──────── Task material ────────

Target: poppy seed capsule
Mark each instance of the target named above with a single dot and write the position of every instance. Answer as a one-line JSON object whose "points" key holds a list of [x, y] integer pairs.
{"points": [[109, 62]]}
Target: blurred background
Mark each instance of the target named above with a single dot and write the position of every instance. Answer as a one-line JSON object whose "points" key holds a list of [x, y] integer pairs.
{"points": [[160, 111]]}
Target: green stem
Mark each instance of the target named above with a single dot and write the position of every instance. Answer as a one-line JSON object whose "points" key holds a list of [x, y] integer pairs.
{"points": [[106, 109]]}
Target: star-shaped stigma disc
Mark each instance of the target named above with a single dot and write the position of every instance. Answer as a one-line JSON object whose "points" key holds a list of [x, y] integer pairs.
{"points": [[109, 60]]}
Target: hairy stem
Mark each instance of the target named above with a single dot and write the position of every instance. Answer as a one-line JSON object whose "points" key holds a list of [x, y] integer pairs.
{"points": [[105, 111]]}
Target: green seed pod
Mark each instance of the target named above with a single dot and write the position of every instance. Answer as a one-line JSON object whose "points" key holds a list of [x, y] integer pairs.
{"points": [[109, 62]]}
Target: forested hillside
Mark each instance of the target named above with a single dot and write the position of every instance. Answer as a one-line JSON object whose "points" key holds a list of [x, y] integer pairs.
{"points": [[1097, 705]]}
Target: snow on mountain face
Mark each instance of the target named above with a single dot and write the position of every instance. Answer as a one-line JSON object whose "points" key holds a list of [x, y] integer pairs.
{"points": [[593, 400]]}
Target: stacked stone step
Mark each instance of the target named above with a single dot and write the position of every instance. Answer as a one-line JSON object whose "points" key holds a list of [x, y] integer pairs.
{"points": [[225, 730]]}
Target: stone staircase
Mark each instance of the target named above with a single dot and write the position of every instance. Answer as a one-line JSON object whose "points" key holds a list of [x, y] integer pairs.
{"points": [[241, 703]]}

────────

Please copy the records above line for line, leaving every character as it is.

Target: poppy seed capsule
Mark each instance of the target named above with a single dot and write the position of every instance. Answer as a one-line JSON object whose "points" key holds a list of [x, y] integer pairs.
{"points": [[109, 62]]}
Target: blurred background
Mark each instance of the target named above with a single dot and write the position of every instance. Answer as a one-line JSON object whose "points" key holds a list of [x, y] integer pairs.
{"points": [[160, 111]]}
Target: green stem
Mark each instance of the target named above with a single dot and write the position of every instance. Answer as a one-line JSON object whose "points" key holds a list of [x, y] integer pairs.
{"points": [[106, 109]]}
Target: star-shaped stigma disc
Mark each instance of the target named above with a single dot and write the position of every instance. Answer as a one-line JSON object whose "points" key holds a list of [x, y] integer pairs.
{"points": [[109, 60]]}
Target: hairy stem
Mark each instance of the target named above with a single dot and write the position of every instance. Answer as a one-line JSON object whose "points" key holds a list of [x, y] integer pairs.
{"points": [[105, 111]]}
Target: green seed pod
Mark each instance of the target named above with a single dot and write the position of every instance. Answer as a one-line JSON object whose "points" key holds a list of [x, y] integer pairs.
{"points": [[109, 62]]}
Target: forested hillside
Mark each instance of the target named above with a single dot and write the position of every instance. Answer as a one-line JSON object whose "points" key holds a list of [x, y] integer pairs.
{"points": [[1097, 705]]}
Target: snow on mountain face
Mark each instance of the target named above with a single dot and write the position of every instance. Answer as a one-line JSON object whose "points" key holds a list of [x, y] integer pairs.
{"points": [[593, 400]]}
Target: stacked stone step
Mark each instance of the target named above with a single dot and write the position of every instance. Answer as a one-line JSON object whose "points" key holds a list of [x, y] integer pairs.
{"points": [[225, 730]]}
Target: stone staircase
Mark each instance of the target named above with a single dot and write the position of every instance. Answer as a one-line JSON object whose "points" key holds a list of [x, y] integer pairs.
{"points": [[241, 703]]}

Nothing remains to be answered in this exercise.